◆ PROBLEM STATEMENT
Rewrite the lines below, replacing "point localization" with "keypoint detection" and leaving everything else unchanged.

##### TASK MATERIAL #####

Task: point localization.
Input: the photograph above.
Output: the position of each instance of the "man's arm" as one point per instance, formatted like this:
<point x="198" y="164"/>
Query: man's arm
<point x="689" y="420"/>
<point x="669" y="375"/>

#####

◆ REPLY
Task: keypoint detection.
Input: the photograph above.
Output: the position of each instance of the "man's arm" as one point per instance, formatted like this:
<point x="198" y="164"/>
Query: man's arm
<point x="689" y="420"/>
<point x="669" y="375"/>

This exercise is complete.